Exercise instructions:
The output is the line holding "of the bushy" and all lines after it to the end of the records below; restate them unchanged and add nothing.

(Items from a dataset)
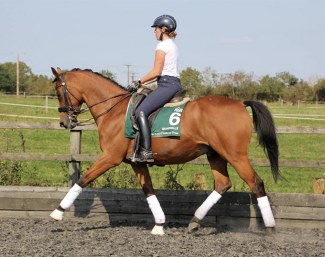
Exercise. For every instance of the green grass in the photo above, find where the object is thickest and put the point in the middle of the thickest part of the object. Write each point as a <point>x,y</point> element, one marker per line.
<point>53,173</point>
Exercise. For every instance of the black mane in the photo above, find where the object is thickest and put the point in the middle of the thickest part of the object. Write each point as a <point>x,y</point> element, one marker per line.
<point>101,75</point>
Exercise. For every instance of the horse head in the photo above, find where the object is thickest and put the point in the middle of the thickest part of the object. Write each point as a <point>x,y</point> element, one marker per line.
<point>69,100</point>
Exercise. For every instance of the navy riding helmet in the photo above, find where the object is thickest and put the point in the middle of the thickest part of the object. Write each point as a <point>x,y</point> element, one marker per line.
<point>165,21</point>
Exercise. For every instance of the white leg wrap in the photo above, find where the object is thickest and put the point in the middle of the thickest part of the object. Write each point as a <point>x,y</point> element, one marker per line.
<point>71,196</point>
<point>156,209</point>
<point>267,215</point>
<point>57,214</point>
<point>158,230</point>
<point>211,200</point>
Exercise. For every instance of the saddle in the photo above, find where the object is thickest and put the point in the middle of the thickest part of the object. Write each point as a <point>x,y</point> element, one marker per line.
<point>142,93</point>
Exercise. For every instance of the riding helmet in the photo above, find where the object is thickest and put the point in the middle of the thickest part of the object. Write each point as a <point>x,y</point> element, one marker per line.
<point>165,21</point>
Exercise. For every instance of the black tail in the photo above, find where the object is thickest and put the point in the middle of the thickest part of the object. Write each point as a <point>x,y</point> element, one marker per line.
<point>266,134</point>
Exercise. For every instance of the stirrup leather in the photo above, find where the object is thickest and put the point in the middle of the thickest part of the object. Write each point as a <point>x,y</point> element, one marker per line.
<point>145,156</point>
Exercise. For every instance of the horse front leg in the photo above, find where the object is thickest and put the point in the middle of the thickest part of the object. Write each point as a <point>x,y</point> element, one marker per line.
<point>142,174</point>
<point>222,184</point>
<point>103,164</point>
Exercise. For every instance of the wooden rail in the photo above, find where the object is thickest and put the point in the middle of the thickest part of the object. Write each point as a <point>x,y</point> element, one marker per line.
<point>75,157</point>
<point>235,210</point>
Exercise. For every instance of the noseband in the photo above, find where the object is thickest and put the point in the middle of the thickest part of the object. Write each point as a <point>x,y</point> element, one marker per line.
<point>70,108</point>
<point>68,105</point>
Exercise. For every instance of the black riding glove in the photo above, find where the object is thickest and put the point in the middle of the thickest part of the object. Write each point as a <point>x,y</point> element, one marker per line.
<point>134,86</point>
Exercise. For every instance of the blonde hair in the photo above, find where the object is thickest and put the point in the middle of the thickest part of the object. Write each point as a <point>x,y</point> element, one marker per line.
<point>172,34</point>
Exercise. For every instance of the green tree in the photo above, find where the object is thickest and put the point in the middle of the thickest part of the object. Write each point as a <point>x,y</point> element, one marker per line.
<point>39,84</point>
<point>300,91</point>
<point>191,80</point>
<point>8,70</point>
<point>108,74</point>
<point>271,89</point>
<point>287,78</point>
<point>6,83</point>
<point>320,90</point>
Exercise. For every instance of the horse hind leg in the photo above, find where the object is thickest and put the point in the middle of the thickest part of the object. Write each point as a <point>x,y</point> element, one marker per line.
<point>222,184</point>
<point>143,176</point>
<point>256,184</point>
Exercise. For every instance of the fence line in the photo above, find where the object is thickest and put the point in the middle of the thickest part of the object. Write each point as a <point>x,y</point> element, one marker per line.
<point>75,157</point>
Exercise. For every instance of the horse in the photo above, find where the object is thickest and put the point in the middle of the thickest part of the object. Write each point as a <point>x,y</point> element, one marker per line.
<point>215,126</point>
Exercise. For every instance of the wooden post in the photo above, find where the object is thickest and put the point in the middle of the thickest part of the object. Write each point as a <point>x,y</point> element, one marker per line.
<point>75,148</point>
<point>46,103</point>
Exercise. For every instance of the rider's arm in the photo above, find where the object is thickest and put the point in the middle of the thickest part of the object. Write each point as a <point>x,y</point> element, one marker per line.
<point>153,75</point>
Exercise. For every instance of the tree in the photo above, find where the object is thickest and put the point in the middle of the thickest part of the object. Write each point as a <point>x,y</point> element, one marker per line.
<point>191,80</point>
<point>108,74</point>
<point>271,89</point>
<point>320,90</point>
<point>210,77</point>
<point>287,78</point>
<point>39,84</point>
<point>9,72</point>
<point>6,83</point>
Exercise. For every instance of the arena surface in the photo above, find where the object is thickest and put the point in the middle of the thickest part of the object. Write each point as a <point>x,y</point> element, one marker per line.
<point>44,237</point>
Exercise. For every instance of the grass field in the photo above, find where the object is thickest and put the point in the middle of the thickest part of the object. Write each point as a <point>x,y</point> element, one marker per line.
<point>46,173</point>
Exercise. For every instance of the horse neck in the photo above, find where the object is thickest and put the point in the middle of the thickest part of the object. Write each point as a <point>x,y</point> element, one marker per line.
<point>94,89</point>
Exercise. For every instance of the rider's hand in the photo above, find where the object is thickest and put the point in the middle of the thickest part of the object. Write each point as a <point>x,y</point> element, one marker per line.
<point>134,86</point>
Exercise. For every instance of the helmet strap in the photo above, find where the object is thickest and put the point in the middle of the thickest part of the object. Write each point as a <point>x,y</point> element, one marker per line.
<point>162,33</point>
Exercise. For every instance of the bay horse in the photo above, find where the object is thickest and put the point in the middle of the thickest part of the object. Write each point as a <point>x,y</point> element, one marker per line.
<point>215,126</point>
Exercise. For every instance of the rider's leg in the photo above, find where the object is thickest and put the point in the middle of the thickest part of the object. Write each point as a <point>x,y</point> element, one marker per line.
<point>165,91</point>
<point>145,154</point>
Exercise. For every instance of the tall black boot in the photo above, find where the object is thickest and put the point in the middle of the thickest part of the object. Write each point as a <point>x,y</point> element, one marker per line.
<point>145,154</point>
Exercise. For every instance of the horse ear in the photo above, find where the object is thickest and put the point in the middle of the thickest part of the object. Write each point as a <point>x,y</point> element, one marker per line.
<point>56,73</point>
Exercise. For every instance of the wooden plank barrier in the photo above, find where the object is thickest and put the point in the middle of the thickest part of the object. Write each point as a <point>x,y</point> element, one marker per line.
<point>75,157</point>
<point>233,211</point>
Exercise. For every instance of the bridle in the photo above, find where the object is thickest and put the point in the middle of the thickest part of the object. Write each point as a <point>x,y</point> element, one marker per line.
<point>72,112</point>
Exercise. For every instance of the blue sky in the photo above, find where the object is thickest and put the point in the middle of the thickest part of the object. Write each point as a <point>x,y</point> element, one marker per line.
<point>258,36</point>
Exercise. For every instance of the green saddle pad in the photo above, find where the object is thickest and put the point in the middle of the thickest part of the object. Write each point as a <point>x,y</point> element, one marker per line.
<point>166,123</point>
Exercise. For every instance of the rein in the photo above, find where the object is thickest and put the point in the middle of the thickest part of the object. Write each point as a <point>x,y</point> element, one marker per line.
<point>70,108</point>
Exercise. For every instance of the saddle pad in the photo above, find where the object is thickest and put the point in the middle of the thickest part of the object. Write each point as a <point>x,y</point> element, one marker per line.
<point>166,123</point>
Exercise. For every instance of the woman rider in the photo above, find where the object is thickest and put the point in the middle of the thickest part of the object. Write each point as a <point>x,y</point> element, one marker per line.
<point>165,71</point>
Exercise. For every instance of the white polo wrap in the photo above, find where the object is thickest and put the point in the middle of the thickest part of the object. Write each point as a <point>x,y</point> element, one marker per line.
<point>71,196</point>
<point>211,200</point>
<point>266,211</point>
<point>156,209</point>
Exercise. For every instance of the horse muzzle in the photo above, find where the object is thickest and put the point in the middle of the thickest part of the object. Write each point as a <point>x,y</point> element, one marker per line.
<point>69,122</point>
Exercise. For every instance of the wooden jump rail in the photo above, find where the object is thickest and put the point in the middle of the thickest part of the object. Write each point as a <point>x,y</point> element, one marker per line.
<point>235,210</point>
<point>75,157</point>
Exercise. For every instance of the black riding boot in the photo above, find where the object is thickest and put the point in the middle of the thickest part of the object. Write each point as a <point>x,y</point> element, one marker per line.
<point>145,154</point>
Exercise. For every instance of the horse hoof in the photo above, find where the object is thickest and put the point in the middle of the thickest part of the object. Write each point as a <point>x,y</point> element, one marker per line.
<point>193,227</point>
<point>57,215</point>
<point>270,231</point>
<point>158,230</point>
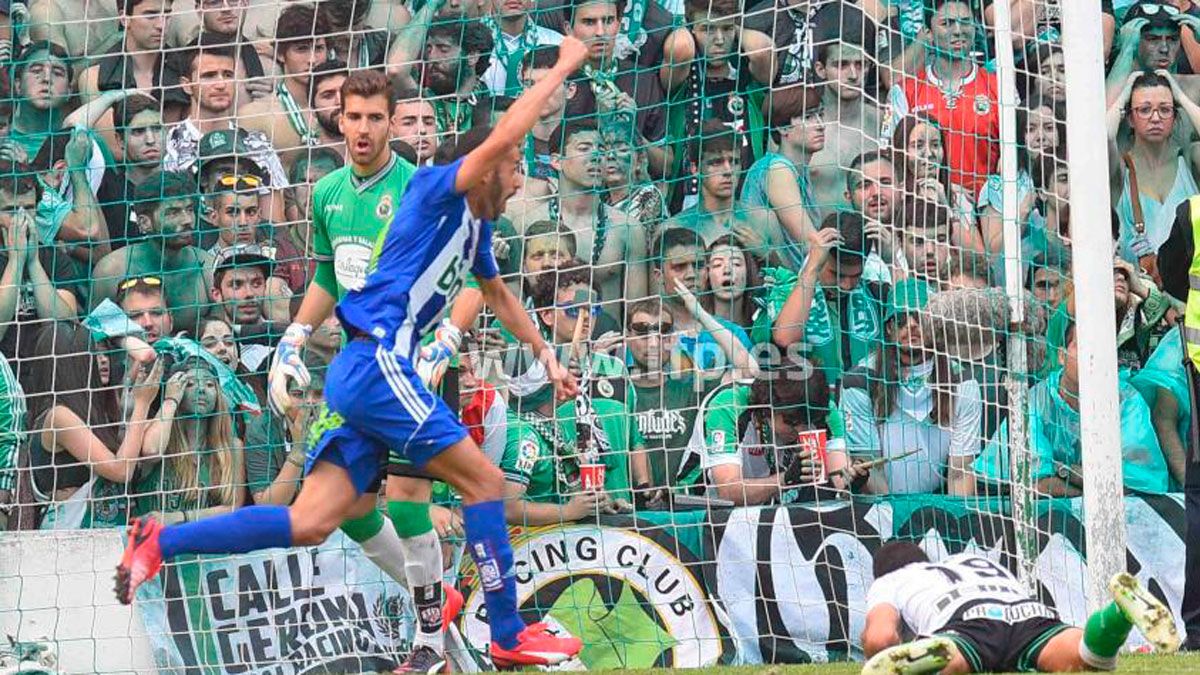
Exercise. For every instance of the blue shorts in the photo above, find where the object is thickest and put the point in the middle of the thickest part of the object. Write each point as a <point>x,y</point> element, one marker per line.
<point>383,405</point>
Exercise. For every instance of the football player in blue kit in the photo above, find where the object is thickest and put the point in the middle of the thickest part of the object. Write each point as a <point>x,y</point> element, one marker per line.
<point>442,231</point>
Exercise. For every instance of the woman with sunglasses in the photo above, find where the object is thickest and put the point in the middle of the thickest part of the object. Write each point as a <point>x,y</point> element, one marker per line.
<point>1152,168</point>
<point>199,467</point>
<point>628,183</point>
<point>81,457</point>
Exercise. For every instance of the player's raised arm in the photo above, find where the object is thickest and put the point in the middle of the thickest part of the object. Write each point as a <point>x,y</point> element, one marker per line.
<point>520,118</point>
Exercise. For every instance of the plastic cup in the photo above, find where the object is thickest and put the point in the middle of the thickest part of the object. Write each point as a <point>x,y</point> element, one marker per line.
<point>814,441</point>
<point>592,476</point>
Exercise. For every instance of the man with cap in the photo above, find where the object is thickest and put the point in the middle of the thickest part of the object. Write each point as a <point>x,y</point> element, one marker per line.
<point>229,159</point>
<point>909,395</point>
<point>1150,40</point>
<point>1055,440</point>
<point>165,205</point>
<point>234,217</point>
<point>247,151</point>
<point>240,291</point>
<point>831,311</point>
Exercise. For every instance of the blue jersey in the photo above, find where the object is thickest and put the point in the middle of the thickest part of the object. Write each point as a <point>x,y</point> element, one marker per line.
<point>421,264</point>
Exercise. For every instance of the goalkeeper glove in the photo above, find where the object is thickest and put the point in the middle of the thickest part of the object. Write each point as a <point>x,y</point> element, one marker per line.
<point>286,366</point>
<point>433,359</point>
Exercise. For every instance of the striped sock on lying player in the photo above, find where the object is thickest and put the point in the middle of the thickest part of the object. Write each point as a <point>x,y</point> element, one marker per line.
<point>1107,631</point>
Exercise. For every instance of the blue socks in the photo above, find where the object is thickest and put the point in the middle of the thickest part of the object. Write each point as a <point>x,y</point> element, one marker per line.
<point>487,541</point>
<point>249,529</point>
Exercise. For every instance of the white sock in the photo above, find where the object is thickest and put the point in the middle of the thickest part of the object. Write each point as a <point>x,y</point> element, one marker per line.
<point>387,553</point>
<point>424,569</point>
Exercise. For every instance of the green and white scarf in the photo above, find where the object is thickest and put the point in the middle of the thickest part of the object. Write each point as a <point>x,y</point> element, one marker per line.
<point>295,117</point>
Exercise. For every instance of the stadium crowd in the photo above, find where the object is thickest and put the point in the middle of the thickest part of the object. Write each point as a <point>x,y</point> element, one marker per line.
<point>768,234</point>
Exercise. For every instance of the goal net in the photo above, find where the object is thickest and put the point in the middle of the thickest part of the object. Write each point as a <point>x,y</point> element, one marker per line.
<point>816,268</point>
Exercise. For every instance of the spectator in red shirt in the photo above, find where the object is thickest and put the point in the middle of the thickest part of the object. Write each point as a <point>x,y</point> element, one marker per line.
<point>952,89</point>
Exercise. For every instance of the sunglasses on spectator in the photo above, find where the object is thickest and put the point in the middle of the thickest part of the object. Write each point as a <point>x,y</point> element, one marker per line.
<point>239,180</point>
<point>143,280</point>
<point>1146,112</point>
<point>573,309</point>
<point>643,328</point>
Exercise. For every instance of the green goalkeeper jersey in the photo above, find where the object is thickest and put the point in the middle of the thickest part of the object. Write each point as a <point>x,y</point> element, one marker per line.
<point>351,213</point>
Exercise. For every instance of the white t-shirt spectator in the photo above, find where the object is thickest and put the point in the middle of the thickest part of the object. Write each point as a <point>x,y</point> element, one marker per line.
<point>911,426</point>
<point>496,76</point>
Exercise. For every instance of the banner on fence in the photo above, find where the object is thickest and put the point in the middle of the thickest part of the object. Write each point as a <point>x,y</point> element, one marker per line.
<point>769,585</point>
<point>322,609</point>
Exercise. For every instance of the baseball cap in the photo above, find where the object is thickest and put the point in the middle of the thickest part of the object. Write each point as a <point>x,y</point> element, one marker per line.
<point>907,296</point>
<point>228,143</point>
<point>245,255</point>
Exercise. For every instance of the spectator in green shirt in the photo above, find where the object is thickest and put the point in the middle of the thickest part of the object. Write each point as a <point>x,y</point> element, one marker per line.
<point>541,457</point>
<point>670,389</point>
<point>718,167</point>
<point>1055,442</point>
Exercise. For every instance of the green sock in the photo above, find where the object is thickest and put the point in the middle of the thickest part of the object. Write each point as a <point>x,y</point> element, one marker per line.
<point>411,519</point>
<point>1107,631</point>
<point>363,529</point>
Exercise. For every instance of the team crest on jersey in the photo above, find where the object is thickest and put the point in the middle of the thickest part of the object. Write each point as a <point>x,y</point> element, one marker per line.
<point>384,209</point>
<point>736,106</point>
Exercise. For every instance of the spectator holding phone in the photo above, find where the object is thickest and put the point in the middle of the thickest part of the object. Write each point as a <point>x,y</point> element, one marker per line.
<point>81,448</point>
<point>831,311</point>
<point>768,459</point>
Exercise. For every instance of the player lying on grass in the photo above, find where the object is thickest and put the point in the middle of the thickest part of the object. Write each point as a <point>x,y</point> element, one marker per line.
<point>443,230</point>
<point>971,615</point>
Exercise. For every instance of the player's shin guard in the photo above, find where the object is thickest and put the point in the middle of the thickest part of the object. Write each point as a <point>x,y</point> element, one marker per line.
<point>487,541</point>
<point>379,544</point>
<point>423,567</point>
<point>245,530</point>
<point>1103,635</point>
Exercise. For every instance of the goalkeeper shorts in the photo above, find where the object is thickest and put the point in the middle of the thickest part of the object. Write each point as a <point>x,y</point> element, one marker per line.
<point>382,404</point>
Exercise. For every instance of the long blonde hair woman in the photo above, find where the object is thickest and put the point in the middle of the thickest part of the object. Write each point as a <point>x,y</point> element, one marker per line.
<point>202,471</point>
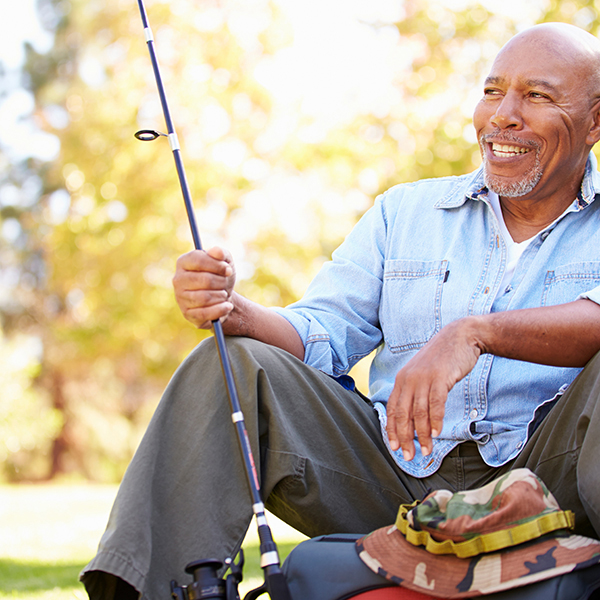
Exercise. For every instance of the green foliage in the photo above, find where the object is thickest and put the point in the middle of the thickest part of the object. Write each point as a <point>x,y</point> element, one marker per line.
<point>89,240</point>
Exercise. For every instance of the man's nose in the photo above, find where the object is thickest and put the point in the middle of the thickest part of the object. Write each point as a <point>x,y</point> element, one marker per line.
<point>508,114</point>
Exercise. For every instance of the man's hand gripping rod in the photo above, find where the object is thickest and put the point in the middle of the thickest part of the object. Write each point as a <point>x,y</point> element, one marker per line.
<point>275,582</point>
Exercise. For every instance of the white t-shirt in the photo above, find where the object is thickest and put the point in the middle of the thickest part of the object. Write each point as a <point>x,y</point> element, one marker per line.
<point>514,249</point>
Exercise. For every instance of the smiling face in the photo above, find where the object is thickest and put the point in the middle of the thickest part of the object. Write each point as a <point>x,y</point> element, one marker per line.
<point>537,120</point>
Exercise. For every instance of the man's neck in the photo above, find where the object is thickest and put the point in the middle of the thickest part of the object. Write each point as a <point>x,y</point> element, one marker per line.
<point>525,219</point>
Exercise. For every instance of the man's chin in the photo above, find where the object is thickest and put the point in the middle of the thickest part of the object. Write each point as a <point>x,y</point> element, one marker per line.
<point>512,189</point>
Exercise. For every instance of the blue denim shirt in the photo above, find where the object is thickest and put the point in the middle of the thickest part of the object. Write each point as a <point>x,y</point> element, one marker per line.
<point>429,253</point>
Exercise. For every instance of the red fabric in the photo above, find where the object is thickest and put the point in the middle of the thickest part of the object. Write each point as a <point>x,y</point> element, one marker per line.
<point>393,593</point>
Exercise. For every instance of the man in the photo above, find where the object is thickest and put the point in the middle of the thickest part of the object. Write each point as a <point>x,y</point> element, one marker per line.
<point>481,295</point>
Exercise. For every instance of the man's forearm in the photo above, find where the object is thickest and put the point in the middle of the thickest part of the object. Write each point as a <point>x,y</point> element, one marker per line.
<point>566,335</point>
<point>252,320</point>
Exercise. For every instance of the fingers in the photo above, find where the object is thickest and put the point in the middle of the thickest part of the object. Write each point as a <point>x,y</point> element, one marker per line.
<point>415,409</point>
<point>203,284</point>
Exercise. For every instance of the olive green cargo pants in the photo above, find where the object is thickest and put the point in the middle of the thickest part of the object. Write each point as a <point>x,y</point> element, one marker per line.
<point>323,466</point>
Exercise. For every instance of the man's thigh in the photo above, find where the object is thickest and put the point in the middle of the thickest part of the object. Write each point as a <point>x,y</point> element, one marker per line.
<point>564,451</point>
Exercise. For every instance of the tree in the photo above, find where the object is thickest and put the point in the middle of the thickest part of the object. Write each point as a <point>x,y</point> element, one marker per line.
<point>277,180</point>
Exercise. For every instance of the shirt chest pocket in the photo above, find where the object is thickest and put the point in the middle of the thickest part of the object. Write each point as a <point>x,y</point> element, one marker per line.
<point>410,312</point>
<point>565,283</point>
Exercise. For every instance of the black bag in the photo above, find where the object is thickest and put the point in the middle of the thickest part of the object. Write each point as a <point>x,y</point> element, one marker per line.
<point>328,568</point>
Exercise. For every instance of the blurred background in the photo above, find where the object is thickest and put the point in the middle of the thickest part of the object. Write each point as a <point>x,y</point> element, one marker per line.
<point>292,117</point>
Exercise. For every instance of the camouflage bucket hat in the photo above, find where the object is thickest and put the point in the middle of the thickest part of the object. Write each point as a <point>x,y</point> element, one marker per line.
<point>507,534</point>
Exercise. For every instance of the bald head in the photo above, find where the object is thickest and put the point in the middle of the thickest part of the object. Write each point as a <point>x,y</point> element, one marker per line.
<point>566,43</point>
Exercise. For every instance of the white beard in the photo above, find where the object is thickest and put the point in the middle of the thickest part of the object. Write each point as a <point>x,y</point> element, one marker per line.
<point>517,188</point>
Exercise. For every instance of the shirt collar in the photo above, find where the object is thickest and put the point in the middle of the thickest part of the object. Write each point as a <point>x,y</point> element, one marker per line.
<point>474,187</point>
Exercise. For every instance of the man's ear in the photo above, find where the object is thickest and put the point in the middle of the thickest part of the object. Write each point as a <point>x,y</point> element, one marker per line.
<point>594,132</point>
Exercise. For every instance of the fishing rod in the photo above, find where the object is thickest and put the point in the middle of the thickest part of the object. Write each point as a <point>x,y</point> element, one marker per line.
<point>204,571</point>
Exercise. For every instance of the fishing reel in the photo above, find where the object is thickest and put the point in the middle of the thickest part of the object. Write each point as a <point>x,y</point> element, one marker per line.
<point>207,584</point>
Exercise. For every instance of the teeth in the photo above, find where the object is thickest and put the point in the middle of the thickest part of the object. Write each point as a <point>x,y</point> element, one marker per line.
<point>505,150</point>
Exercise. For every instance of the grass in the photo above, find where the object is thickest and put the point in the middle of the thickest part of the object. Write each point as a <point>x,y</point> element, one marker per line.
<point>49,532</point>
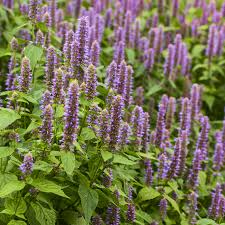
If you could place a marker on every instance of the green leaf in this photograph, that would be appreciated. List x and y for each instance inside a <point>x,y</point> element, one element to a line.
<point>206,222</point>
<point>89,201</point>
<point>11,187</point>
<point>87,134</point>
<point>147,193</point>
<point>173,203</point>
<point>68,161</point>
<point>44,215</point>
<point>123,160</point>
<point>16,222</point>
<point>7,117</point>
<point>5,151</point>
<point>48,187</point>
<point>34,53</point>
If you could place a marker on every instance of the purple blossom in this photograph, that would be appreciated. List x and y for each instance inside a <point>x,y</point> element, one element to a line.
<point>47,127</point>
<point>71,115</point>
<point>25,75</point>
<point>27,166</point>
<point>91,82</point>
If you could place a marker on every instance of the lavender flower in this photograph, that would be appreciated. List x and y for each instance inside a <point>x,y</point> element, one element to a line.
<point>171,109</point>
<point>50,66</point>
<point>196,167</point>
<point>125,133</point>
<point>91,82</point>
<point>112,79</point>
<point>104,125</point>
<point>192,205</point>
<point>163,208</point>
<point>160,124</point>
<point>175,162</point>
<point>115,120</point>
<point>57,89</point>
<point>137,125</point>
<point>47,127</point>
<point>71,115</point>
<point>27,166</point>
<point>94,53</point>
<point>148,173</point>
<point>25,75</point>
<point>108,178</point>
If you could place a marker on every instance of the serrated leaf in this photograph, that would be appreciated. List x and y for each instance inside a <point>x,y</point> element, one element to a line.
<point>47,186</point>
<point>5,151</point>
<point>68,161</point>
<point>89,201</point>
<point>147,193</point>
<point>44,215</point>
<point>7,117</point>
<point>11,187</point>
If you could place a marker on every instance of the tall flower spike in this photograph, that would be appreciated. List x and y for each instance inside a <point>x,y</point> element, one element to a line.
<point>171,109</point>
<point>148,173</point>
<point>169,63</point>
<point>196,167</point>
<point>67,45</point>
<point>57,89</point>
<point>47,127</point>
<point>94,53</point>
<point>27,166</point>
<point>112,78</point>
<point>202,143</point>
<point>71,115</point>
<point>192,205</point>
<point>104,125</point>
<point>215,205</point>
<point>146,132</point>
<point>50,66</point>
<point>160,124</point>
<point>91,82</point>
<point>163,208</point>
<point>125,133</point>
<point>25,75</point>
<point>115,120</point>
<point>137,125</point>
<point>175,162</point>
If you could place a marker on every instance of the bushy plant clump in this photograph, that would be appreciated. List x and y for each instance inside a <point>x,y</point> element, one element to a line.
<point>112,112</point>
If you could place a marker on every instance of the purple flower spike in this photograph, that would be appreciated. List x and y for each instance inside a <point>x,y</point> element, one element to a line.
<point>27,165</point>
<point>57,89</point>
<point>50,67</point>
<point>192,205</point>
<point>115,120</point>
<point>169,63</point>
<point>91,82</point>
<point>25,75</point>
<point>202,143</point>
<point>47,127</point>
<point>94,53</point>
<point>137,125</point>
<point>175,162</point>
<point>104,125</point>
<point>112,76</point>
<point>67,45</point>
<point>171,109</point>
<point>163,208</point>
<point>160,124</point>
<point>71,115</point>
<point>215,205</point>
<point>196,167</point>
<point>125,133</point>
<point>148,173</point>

Solution:
If you could place a marker on every instance of the bushy plant clump in this photograph, that would be appreciated. List x and y for each instance inside a <point>x,y</point> element, one element to a line.
<point>112,112</point>
If you could place a marker on every instance of the purple flower spike in this photograph, that would be appreciated. List x and y for each instance inside a <point>x,y</point> element, one element to a line.
<point>27,165</point>
<point>57,89</point>
<point>50,67</point>
<point>192,205</point>
<point>115,120</point>
<point>169,63</point>
<point>91,82</point>
<point>25,75</point>
<point>202,143</point>
<point>47,127</point>
<point>94,53</point>
<point>137,125</point>
<point>175,162</point>
<point>104,125</point>
<point>112,76</point>
<point>67,45</point>
<point>171,109</point>
<point>163,208</point>
<point>160,124</point>
<point>71,115</point>
<point>215,205</point>
<point>196,167</point>
<point>125,133</point>
<point>148,173</point>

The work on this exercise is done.